Exercise:
Copy the data as given. No line may be skipped.

Provided material:
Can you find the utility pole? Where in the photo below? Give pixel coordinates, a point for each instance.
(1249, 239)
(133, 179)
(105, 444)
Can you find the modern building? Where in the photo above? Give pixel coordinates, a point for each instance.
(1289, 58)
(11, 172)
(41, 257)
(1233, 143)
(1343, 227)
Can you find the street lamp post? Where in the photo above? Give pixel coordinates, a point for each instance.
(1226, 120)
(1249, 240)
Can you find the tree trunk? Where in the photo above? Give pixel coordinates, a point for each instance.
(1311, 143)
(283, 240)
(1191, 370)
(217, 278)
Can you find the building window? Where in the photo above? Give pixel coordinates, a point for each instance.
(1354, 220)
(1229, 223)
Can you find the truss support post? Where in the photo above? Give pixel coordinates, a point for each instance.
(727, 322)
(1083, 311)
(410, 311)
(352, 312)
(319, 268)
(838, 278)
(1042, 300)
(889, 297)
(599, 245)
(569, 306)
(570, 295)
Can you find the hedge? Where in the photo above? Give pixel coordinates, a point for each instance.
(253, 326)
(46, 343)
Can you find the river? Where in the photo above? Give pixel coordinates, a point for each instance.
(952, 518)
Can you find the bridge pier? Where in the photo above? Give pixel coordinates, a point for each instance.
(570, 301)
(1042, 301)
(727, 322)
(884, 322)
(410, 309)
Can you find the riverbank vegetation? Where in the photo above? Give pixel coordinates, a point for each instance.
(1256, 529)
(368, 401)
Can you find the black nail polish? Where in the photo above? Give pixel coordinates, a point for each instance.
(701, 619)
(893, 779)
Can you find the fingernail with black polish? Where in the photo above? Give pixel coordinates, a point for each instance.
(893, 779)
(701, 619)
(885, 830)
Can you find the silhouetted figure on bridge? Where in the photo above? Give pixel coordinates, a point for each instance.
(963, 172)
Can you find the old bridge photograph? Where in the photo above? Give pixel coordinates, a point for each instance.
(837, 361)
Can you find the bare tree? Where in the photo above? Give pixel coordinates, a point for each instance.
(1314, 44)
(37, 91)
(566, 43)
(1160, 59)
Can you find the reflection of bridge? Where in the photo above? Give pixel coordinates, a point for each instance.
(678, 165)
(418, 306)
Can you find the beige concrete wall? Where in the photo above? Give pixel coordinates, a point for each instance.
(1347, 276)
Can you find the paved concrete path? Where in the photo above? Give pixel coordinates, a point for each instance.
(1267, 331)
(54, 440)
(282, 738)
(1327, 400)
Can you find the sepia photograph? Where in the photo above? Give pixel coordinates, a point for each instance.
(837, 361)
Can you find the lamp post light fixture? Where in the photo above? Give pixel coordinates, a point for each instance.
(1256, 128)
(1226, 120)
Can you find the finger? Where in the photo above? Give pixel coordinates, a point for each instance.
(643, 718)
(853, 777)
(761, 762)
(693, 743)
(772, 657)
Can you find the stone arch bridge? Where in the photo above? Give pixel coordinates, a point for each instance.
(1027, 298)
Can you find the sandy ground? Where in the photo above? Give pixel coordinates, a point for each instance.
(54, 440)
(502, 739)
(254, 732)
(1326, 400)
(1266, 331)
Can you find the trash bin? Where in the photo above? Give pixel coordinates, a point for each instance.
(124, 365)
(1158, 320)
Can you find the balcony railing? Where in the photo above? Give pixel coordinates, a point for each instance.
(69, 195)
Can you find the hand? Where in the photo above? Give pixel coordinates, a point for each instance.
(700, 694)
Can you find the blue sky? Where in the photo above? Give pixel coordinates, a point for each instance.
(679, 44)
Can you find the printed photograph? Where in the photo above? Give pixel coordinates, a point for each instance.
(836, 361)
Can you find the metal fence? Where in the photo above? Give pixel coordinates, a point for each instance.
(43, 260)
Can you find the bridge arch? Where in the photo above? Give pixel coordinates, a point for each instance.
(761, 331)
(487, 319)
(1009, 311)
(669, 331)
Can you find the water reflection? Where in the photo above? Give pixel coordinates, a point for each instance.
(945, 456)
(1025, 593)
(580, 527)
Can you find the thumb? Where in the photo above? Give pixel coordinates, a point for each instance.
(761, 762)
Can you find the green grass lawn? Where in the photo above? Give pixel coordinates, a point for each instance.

Exercise answer:
Can you find the utility pole? Where in the photo below? Give pixel coordinates, a point for each instance.
(1249, 239)
(133, 179)
(105, 444)
Can you find the modern building? Where in the photo above? Give pixel coordinates, a point for each instance.
(1289, 58)
(11, 172)
(41, 257)
(1233, 143)
(1343, 227)
Can you find the street lamp post? Where in the photo above? Give pixel coordinates, a point for each instance.
(1226, 120)
(1249, 240)
Can you find the tree trunk? Where in the photo above? Give pixel coordinates, a point for each instance.
(1311, 143)
(283, 240)
(1191, 370)
(217, 278)
Can you find the building window? Where in the photo above? Give pixel coordinates, a point for each instance.
(1354, 220)
(1229, 223)
Can you find the truss support post? Where in the photo above? Give pixel coordinates, a point for each instance.
(727, 322)
(1083, 311)
(410, 311)
(352, 312)
(319, 268)
(838, 278)
(1042, 300)
(889, 297)
(599, 245)
(569, 306)
(570, 295)
Can you find the hedge? Where in the photo above? Give pixel coordinates, a point for each instance.
(253, 326)
(46, 343)
Can you find the river? Where in the photo above? Give pixel coordinates, a point for each instance.
(952, 518)
Can you find the bridge pier? Where in the photo above? Give pixel coordinates, a point for each instance.
(570, 301)
(1042, 301)
(727, 322)
(884, 322)
(410, 309)
Can you find the riverbank vegetation? Where in the photo above? Give pixel coordinates, a point for each instance.
(1256, 529)
(368, 401)
Can you find the black nail polish? Where in the photo above? Give pixel coordinates, a point for each instance.
(701, 619)
(893, 779)
Can you find the fingernail with black polish? Where in the photo above? Give pixel coordinates, a point for each instance.
(893, 779)
(701, 619)
(885, 830)
Can you find the silhouetted figure on bridge? Where in the photo above? Give pixel coordinates, a point for each instance.
(963, 172)
Can you find the old bridge photograph? Where in the photo above? Give pixel coordinates, a point for each instance.
(837, 361)
Can you find the bare tree? Where in the photo above? Give pixel coordinates, a point for each instance.
(1314, 44)
(37, 91)
(566, 43)
(1160, 59)
Can you find the reflection of bridge? Where in the photo above? Give pixel coordinates, a point for each instance.
(678, 165)
(418, 306)
Can you find the beige concrete wall? Where in the photo above? Give pixel coordinates, a point for each instance.
(1347, 276)
Can you find the paved concrete path? Where in the photo above? Give pixel coordinates, a point for each instance.
(1267, 331)
(54, 440)
(282, 738)
(1327, 400)
Can you find the sepia photograph? Where in the photo above? Give pixel coordinates, a point for each instance.
(837, 361)
Can you find the lamp post light fixture? Where in the photo above? Give pixel coordinates, a point for each instance.
(1256, 128)
(1226, 120)
Can you find the finger? Where in the photo above? Give pixel coordinates, a point for each instance.
(643, 718)
(853, 777)
(761, 762)
(693, 743)
(772, 657)
Can you find the stone arch bridge? Where in the photo above? Give pixel coordinates, a point for each instance.
(1027, 298)
Can you find the sandy ground? Where in the photo above? Give pixel coordinates, a point for each instance.
(54, 440)
(502, 739)
(254, 732)
(1326, 400)
(1266, 331)
Can you find the trash bin? Where in the photo above? Give pixel coordinates, a point for each instance.
(124, 365)
(1158, 320)
Can you find the balcony railing? Where in the photo above? Give pixel coordinates, a point for each instance.
(69, 195)
Can you find the hand? Where in the photo above? Give pixel coordinates, a point for each instance.
(700, 694)
Can you find the blue sky? Where in the photo above? Give pixel coordinates, a point for each instance.
(679, 44)
Can you find the printed photograph? Where in the photo above? Give pixel coordinates, a point for each instance.
(836, 361)
Can you find the metal fence? Where in the photo above? Give pixel coordinates, a point for each instance.
(43, 260)
Can you find the bridge arch? Where in the photo above? Give pixel coordinates, a point for each instance.
(761, 331)
(487, 319)
(1009, 311)
(669, 331)
Can you find the water reflection? Where in the photo above? Give pixel coordinates, a point for each instance.
(945, 456)
(1025, 593)
(580, 527)
Can you find the thumb? Where in the photo above? Give pixel coordinates, a point for each instance.
(761, 762)
Can you find the green grass lawn? Where in the photo above? Give pixel coordinates, a point for each instance.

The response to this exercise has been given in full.